Stored records
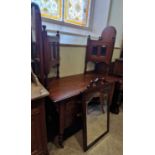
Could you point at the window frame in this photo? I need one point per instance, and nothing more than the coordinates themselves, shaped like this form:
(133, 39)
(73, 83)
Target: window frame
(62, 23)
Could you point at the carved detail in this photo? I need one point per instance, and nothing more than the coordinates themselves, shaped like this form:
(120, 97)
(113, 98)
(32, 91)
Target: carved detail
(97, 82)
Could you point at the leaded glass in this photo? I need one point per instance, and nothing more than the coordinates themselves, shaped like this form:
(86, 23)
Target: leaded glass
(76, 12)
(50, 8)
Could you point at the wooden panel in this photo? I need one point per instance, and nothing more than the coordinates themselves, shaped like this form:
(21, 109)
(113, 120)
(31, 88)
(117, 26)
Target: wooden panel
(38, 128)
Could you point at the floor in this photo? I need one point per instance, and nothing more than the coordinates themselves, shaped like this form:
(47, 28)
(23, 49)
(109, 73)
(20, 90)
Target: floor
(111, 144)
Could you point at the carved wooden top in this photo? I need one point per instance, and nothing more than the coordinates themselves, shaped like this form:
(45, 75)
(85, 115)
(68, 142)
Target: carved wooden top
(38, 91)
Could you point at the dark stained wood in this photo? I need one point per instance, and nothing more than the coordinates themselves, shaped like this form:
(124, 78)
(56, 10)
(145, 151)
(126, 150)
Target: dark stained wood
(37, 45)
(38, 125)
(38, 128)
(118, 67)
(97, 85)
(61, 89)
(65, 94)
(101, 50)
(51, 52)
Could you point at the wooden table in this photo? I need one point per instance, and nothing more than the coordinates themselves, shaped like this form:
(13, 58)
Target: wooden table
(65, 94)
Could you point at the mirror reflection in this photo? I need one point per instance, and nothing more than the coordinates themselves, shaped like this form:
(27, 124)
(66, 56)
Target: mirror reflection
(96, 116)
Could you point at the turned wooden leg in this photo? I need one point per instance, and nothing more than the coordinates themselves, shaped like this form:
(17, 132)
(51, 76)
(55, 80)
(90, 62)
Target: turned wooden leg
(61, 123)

- _Activity_: Output each line exactly as shown above; no pictures go in the copy.

- _Completed task_:
Could you point at the window frame in this photo? I need one point per instance, and nothing more than the coordinates themselves, shaped like this form:
(133, 39)
(73, 83)
Target: window frame
(62, 23)
Could you point at the carved detail in this photo? I need one point per instance, and nothing more than the coordinates themselves, shaped like this form:
(120, 97)
(113, 98)
(32, 91)
Target: carved detail
(97, 82)
Could you point at the leaded glass in this photo? I need one point per instance, and nothing more than the coordinates themselves, shaped like this form:
(86, 23)
Target: leaded glass
(76, 12)
(50, 8)
Could you point at the wooden panel in this photo? I need one point per instance, and nothing more than the coordinates themselves, shaped like this form:
(21, 109)
(113, 120)
(31, 88)
(117, 26)
Target: wooden panel
(38, 128)
Could you point at the floor in this photo? I need one point per instance, and nothing more than the coordinates themselves, shaped like this form:
(47, 28)
(23, 49)
(109, 73)
(20, 90)
Target: floor
(111, 144)
Could you point at the carved wooden top in this photo? I need one point per instance, and nothing more than the coordinates themselves, shaped like this form:
(45, 75)
(85, 115)
(68, 142)
Target: carved wooden top
(38, 91)
Could you point at the dark stained wood in this photo? I need one point per instance, and nothing more than the coordinates themselves, shaped like this form:
(124, 78)
(56, 10)
(145, 151)
(126, 150)
Target: dark stained wood
(37, 45)
(38, 125)
(38, 128)
(118, 67)
(97, 85)
(61, 89)
(65, 94)
(101, 50)
(51, 52)
Could you point at the wooden table in this photo? I need one point per instance, and nothing more than the coordinates themselves, shaped like this form:
(13, 58)
Target: wooden table
(65, 94)
Could you point at the mirror reflection in this photo? I need one point per instance, and nothing more than the coordinates themselves, shaped like this form:
(27, 124)
(66, 56)
Target: mirror reflection
(96, 116)
Could you point at the turned wooden leg in this photo? I need one point per instance, and nothing more than the coordinates themselves, shaped like this form:
(17, 132)
(51, 76)
(55, 80)
(90, 62)
Target: turned wooden leg
(61, 123)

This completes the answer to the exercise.